▶ _EXTRACTED TEXT_:
A Few Scrapes

We had a playdate this morning with many of our friends from the neighborhood. Almost all of us has a child near two years old, or a little older, and we’re all beginning to feel the same thing- that our children need to be with other children.

Oh, it’s awful. Harder for my friend Deb and her tender hearted cub, Augie, than it is for me, but for all of us it is just awful. The world is a cruel place, there’s no other word for it, and you have to figure out where the line is between education and disaster.

At the playdate this morning, Barnaby came running over to me with big tears in his eyes. It’s impossible to describe the desperate deep horror of your child showing up with an injury that you were in the room for, but didn’t see and didn’t bother to prevent. The guilt, the recrimination, the sheer torture you put yourself through, wondering what you should have done, wondering what your child will thinking of you… wondering what kind of monster he will turn in to since you’ve so obviously dropped the ball.

Barnaby, with big round wet tears, told me he needed a kiss and was holding his hand. In less than a second, really at first glance, I knew that he hadn’t been injured, he’d just been hurt. He said, “I touched it and it was really hot. You need to blow on it…” and I realized he had touched the radiator and had found it uncomfortably warm.

▶ _DATA_:
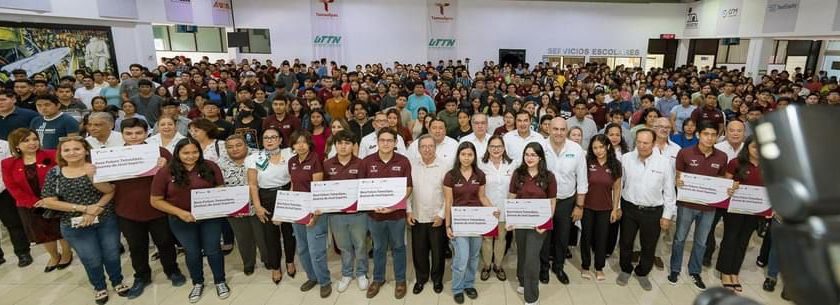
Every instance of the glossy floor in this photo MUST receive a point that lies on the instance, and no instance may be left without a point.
(70, 286)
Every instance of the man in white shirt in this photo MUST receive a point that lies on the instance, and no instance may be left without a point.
(445, 147)
(479, 137)
(11, 219)
(369, 144)
(567, 161)
(516, 140)
(88, 91)
(425, 215)
(101, 129)
(648, 202)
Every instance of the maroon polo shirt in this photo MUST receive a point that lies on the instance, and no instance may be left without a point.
(599, 196)
(753, 176)
(289, 124)
(528, 188)
(465, 191)
(704, 114)
(334, 170)
(691, 160)
(373, 167)
(302, 171)
(164, 185)
(131, 196)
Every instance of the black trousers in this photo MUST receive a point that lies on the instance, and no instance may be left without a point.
(559, 236)
(593, 238)
(427, 241)
(274, 234)
(11, 220)
(711, 243)
(137, 235)
(737, 230)
(644, 221)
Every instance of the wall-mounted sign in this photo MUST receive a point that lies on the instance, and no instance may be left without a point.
(594, 52)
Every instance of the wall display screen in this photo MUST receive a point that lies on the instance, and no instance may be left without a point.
(56, 49)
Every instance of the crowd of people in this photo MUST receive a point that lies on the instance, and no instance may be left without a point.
(606, 146)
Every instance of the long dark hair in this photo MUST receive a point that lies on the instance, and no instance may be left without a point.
(743, 160)
(180, 174)
(612, 162)
(542, 168)
(455, 172)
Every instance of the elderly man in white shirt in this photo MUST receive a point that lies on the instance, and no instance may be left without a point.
(425, 215)
(100, 126)
(567, 161)
(648, 202)
(369, 145)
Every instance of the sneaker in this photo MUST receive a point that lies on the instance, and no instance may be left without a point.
(644, 282)
(344, 283)
(698, 281)
(196, 292)
(622, 279)
(222, 290)
(363, 282)
(673, 278)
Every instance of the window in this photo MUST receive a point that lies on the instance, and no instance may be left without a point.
(259, 41)
(189, 38)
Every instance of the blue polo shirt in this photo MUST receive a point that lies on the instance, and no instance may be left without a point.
(19, 118)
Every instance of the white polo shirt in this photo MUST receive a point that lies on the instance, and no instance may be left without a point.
(649, 183)
(568, 167)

▶ _GOAL OF THE EXERCISE_: Could you print the playdate post word for word, from "At the playdate" to "it uncomfortably warm."?

▶ _THE REPLY_:
At the playdate this morning, Barnaby came running over to me with big tears in his eyes. It’s impossible to describe the desperate deep horror of your child showing up with an injury that you were in the room for, but didn’t see and didn’t bother to prevent. The guilt, the recrimination, the sheer torture you put yourself through, wondering what you should have done, wondering what your child will thinking of you… wondering what kind of monster he will turn in to since you’ve so obviously dropped the ball.

Barnaby, with big round wet tears, told me he needed a kiss and was holding his hand. In less than a second, really at first glance, I knew that he hadn’t been injured, he’d just been hurt. He said, “I touched it and it was really hot. You need to blow on it…” and I realized he had touched the radiator and had found it uncomfortably warm.